### [Data for analysis]

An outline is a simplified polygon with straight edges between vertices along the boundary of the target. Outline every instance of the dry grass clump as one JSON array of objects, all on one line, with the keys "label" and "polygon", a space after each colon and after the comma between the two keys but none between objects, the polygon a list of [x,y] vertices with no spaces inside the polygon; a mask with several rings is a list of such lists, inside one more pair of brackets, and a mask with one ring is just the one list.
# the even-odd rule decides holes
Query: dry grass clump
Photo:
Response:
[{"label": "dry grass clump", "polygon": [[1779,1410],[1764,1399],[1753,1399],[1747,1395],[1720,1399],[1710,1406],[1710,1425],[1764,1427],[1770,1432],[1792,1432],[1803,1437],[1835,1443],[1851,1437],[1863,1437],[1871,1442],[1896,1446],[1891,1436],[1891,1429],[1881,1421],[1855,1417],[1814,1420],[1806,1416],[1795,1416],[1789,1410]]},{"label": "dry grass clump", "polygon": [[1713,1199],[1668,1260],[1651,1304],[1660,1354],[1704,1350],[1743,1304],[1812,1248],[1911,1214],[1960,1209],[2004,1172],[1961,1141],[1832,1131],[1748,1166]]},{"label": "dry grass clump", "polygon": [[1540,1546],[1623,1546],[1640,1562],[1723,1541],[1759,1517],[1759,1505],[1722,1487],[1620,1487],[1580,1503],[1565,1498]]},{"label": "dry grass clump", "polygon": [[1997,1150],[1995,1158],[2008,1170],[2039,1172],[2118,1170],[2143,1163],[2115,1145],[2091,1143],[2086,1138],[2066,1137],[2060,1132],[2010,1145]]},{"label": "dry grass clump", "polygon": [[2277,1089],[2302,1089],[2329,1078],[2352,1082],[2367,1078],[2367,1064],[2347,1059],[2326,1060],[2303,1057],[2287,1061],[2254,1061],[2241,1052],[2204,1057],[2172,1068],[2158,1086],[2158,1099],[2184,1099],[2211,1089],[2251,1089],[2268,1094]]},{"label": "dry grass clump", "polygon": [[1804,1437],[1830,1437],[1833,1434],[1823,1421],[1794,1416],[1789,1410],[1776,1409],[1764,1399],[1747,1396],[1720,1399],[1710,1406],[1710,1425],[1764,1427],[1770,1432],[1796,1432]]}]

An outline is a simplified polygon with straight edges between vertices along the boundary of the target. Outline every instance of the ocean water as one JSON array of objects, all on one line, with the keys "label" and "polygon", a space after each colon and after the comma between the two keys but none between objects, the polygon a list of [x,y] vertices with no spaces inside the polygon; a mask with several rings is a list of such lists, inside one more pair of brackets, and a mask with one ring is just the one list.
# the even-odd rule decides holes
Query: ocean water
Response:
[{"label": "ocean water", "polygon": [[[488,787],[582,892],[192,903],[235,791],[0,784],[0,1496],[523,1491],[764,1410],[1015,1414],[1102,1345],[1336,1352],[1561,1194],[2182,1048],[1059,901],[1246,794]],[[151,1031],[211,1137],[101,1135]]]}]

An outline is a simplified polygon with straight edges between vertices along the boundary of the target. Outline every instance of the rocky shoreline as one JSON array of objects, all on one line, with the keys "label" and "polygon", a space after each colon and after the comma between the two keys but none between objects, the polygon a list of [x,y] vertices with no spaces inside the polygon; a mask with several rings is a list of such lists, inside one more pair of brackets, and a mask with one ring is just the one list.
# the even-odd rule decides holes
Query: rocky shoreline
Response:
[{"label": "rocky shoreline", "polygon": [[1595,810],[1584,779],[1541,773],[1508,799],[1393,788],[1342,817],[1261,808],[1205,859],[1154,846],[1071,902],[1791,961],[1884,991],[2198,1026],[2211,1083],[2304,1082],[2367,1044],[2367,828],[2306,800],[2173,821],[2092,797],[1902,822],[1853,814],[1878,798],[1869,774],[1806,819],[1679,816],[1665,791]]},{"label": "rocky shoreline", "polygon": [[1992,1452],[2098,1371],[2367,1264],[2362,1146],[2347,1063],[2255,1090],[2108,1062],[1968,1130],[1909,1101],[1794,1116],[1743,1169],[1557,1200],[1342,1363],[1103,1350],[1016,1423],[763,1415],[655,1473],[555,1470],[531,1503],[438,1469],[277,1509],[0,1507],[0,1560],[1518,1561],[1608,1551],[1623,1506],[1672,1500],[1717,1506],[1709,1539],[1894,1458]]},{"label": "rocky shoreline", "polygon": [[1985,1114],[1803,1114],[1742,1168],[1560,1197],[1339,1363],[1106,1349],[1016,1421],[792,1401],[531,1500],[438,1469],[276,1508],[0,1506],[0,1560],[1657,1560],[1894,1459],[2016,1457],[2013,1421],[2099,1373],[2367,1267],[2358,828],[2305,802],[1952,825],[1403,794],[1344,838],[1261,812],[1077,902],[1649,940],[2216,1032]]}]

### [What is being asked]
Return only the lines between the one holding "Query: ocean water" and the one holding "Query: rocky shoreline", inclusive, exactly as they appear above.

### [Exercise result]
Query: ocean water
Response:
[{"label": "ocean water", "polygon": [[[488,787],[582,892],[192,903],[235,791],[0,784],[0,1496],[523,1491],[764,1410],[1015,1414],[1102,1345],[1336,1352],[1561,1194],[2182,1048],[1059,901],[1246,794]],[[151,1031],[211,1137],[101,1135]]]}]

An outline is a simplified polygon with straight edges between vertices along the boundary of the target. Outline every instance of the rocky shoreline as one JSON array of objects, all on one line, with the keys "label" and "polygon", a space after each colon and after the comma between the two keys but none between objects, the polygon a list of [x,y] vertices with no spaces inside the polygon; a mask with several rings is a list of such lists, inside one more pair of brackets, and a mask with one ring is just the one list.
# the even-odd rule decides holes
Query: rocky shoreline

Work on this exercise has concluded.